◆ **What needs to be done**
What is needed is a faithful copy of all the entries, with no pictures in it.

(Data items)
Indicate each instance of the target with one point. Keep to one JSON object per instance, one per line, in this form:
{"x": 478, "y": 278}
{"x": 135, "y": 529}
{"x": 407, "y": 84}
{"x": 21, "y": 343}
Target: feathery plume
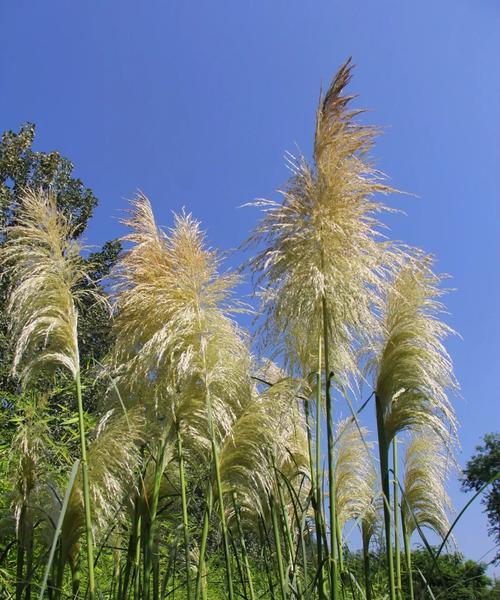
{"x": 425, "y": 501}
{"x": 174, "y": 336}
{"x": 412, "y": 368}
{"x": 354, "y": 472}
{"x": 269, "y": 437}
{"x": 44, "y": 267}
{"x": 322, "y": 242}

◆ **Answer section**
Indicate each instance of the target with one point. Keep to one JSON object per instance, one per line, in this form:
{"x": 478, "y": 278}
{"x": 135, "y": 529}
{"x": 407, "y": 84}
{"x": 21, "y": 343}
Target: feathery plume
{"x": 425, "y": 501}
{"x": 174, "y": 336}
{"x": 412, "y": 368}
{"x": 354, "y": 472}
{"x": 269, "y": 437}
{"x": 44, "y": 267}
{"x": 322, "y": 242}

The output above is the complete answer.